━━ Given data ━━

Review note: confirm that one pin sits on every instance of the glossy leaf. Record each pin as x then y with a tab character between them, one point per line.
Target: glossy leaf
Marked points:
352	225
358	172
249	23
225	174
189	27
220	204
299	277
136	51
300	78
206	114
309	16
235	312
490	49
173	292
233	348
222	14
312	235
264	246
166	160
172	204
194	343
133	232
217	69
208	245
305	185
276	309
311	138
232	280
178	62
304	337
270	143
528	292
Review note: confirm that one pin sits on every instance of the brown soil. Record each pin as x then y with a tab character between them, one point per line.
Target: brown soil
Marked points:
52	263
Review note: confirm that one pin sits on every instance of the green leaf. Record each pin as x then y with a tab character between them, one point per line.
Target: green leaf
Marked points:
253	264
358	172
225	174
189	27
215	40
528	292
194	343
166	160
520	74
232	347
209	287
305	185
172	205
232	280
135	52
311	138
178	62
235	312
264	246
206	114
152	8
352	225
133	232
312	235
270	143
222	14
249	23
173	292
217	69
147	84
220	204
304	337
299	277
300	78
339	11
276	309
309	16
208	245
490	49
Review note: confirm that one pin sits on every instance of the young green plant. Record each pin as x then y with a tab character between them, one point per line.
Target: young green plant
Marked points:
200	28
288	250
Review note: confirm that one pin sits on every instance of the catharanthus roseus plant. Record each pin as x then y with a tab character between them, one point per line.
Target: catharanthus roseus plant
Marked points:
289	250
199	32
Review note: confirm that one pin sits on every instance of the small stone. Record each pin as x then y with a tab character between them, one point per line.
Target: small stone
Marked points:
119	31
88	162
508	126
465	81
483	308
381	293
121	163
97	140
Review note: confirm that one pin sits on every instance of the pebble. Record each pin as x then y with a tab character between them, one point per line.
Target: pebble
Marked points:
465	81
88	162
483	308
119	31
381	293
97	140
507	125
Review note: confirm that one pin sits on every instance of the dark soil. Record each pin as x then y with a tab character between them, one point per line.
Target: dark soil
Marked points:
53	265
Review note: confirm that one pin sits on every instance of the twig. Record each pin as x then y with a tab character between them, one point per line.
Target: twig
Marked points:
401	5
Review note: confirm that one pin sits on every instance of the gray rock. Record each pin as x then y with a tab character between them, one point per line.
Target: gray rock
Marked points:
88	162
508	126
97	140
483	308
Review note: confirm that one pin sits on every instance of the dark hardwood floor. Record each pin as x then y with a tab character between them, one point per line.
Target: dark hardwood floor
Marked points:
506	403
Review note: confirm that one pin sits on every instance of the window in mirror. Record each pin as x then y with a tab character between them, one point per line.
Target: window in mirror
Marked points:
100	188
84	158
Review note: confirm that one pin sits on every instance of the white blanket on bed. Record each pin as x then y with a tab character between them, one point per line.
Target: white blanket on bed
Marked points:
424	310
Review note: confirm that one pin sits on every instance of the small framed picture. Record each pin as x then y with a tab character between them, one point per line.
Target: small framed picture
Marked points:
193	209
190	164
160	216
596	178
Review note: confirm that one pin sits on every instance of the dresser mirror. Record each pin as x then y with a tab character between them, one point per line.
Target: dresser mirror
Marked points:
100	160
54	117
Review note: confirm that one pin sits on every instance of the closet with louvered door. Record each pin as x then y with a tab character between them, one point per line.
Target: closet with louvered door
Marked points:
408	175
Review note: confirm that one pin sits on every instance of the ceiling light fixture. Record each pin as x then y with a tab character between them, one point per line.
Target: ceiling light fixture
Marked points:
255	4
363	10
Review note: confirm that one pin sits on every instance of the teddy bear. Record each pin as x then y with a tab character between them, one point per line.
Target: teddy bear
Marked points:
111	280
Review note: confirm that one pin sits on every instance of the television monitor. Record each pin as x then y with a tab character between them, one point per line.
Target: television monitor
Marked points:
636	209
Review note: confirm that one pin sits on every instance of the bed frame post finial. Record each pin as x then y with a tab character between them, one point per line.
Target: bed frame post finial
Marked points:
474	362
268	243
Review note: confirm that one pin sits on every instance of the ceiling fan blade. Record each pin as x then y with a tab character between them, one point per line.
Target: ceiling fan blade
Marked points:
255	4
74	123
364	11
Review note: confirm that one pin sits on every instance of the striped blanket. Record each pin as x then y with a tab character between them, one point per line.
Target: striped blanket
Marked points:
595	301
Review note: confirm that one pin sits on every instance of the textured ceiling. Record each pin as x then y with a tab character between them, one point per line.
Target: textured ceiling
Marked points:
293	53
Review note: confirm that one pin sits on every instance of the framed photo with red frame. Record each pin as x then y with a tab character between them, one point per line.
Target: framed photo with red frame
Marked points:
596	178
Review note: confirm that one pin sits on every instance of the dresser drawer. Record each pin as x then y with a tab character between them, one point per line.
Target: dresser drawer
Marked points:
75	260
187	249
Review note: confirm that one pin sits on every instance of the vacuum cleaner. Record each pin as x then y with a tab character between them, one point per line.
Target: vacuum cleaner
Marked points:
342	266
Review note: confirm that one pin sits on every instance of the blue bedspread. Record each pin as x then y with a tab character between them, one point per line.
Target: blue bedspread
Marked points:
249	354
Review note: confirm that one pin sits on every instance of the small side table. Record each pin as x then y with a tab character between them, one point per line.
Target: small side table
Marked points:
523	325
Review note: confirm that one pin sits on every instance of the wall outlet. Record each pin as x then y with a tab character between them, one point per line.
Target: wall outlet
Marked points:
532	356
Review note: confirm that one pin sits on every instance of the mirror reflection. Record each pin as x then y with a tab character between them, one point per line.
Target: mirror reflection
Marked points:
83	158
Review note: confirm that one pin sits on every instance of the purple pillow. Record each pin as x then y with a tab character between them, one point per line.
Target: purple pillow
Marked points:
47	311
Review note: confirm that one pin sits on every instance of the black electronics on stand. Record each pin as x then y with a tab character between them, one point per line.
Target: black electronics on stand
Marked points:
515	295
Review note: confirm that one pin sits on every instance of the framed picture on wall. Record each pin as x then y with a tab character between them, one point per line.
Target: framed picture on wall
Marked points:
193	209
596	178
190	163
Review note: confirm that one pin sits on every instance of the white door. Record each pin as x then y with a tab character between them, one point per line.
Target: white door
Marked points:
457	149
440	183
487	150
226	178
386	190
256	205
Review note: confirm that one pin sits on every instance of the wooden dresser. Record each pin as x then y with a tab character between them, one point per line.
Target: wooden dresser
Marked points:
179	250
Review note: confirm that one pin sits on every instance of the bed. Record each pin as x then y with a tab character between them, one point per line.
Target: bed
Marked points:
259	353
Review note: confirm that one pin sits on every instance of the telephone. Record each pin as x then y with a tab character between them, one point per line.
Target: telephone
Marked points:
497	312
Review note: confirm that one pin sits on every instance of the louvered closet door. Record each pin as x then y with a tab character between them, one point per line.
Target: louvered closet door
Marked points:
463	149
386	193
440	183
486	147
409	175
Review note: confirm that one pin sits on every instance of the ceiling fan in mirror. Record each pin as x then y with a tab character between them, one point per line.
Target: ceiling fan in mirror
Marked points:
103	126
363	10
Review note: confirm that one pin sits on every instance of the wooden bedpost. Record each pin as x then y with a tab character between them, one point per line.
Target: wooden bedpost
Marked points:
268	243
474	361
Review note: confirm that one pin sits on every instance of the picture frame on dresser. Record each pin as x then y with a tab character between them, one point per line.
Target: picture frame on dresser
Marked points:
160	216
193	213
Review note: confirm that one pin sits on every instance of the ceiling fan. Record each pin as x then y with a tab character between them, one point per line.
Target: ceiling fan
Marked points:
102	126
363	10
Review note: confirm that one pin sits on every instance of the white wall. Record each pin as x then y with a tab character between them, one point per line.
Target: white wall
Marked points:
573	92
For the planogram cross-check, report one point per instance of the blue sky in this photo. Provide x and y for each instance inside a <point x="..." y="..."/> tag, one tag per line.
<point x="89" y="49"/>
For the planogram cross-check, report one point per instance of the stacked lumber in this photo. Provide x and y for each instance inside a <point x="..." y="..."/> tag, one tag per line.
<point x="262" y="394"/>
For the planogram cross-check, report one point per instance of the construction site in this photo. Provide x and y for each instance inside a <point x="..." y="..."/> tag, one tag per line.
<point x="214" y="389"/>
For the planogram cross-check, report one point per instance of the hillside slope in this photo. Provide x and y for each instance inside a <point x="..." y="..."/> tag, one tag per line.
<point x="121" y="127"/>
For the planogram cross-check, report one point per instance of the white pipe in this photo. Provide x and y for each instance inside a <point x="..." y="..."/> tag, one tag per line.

━━━

**Task brief**
Starting at the line in the records above that contains "of the hillside", output every line up to and including the last one, with nothing added.

**Answer to this problem**
For the planogram cross-check, report one point per instance of the hillside slope in this photo. Provide x and y for each instance inside a <point x="..." y="..."/> tag, one tag per line.
<point x="121" y="127"/>
For the planogram cross-check, report one point per instance of the white pipe in this photo. Provide x and y for each instance inside a <point x="..." y="..."/> tag, one tag per line.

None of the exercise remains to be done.